--- BEGIN EXCERPT TO READ ---

Therein lies the contemporary dogma of decentralization. Since the early days of the internet, the design of decentralized information networks have developed in tandem with the libertarian ideal that, with technologies to ensure the secure and unfettered communication between individuals, governance would organize itself. Though the early dreams of crypto-anarchy were short-lived, the dramatic and egregious centralization of power on the internet by corporations and states in the past two decades has returned the question of decentralization to the fore. The emergence of blockchain’s decentralized, ‘trustless’ networks are perhaps the most concrete iteration of this fantasy to date. Viewed energetically, ‘proof-of-work’ implementations of blockchain automate the labor of institutional ‘trust’ to the cryptographic infrastructure of the network, securing by algorithmic consensus and computational work, rather than the physical, political and emotional labor involved in forming and maintaining social institutions. Similarly, smart contracts bind individuals via the insurance of executable code, rather than a social contract per se.
Even if we are to ignore proof-of-work’s disastrous impact on the environment, the contemporary discourse around crypto-currencies largely rests on the notion that with the right technological conditions, politics and society will follow — in this case in the direction of individual emancipation from silos of institutional power. As journalists Michael Casey and Paul Vigna write in The Age of Cryptocurrency, ‘It speaks to the tantalizing prospect that we can take away power […] from the banks, governments, lawyers [...] and transfer it to the periphery, to We, the People.’25 When Odum’s proposed his systems ecology as a ‘detail eliminator’, he was abstracting from observable phenomena in order to bring the general picture into clearer focus. Blockchain’s ‘trustless’ utopia does the opposite, reducing the full range of human activity to game-theoretic dynamics of self-interested individuals. Where the nineteenth century philosophers concluded that socio-political systems behaved in accordance with evolution and competition, these ‘natural laws’ — and the social values they encode — are now the work of systems designers and engineers. Blockchain is a libertarian to its core, built for competition over co-operation, accumulation over distribution. When political organization is conceived as a genre of game design, we need to consider the values and assumptions at play, and currently, blockchain’s are powerfully skewed.

--- END EXCERPT TO READ ---

▶ **GIVEN TASK A**
Could you reproduce the dataset rows word for word, from the line containing "Locate red flag" through the end of the rows?
▶ **GIVEN TASK B**
What comes next in the essay on blockchain and the dogma of decentralization? Write the passage that follows its final sentence.

--- BEGIN INFORMATION SHOWN ---

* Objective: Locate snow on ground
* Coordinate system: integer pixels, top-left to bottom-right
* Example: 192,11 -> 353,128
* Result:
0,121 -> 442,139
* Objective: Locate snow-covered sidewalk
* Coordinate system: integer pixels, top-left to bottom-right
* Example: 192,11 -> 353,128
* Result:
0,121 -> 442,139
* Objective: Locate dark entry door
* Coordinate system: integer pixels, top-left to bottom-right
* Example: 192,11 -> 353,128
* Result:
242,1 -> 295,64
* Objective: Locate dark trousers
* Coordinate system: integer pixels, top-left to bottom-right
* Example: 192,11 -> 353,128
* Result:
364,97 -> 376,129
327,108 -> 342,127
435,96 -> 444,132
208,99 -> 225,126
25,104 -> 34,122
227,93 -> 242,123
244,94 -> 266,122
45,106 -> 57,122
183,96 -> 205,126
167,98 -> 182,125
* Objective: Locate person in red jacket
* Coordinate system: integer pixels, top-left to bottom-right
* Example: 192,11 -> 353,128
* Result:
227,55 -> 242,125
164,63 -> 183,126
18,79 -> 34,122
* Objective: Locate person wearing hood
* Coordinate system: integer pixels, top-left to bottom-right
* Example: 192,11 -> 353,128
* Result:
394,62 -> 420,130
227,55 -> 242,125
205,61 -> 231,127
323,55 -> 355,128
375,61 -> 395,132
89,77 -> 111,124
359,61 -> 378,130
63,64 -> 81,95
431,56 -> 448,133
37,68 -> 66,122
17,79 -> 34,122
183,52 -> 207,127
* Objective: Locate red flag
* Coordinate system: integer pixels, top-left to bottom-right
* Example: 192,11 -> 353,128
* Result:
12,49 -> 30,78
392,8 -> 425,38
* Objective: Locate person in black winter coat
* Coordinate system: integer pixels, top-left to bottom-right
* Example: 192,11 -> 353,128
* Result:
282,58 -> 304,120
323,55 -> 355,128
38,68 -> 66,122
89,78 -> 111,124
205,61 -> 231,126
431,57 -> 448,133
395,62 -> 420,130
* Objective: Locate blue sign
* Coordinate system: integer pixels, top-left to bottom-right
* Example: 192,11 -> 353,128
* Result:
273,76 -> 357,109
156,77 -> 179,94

--- END INFORMATION SHOWN ---

▶ **RESPONSE A**
* Objective: Locate red flag
* Coordinate system: integer pixels, top-left to bottom-right
* Example: 192,11 -> 353,128
* Result:
12,49 -> 30,78
392,8 -> 425,38
* Objective: Locate person in black winter coat
* Coordinate system: integer pixels, top-left to bottom-right
* Example: 192,11 -> 353,128
* Result:
282,58 -> 304,120
323,55 -> 355,128
38,68 -> 66,122
89,78 -> 111,124
205,61 -> 231,126
431,57 -> 448,133
395,62 -> 420,130
* Objective: Locate blue sign
* Coordinate system: integer pixels, top-left to bottom-right
* Example: 192,11 -> 353,128
* Result:
273,76 -> 357,109
156,77 -> 179,94

▶ **RESPONSE B**
My intention here is not to dismiss the potentials of distributed ledger technologies, which clearly represent a important milestone in the development of secure, decentralized databases. Rather, it is to reject the implication that technological decentralization in our ever more informatic world is inherently aligned with a more progressive trajectory for society as a whole. Despite the cacophony of political conjecture, the story of blockchain so far is a tale of financial speculation, in which the cash rewards reaped by bankers and venture capitalists are largely a result of the techno-utopian hype. Plus ça change, plus c'est la même chose. The prospect of decentralizing control does not absolve us of the hard work of politics, and blockchain has so far failed to transfer power to ‘We, the people’, whatever the white papers might claim. Political economy cannot be replaced by technology alone. As Karl Marx understood over a century ago, the worth we attach to technological progress is not intrinsic: it is only as valuable as the relations amongst people that they produce. Today, technological wealth produced by society as a whole largely oils the machinery of capitalist accumulation for the few. While we have yet to witness the decentralization of control, the collective wealth produced by of the decentralization of production — that is, the ‘sharing economy’, the big data industry, and other platforms that monetize our daily social interactions — remains firmly in the service of exploitative (centralized) corporations. Whether in logistical services like Uber or social media platforms like Facebook, it is not so difficult — nor even particularly radical — to imagine decentralized, peer-to-peer services which value is produced by and for society as a whole. Nonetheless, it would require governance, by nationalization or other means: the distributed network is not identical to the commons.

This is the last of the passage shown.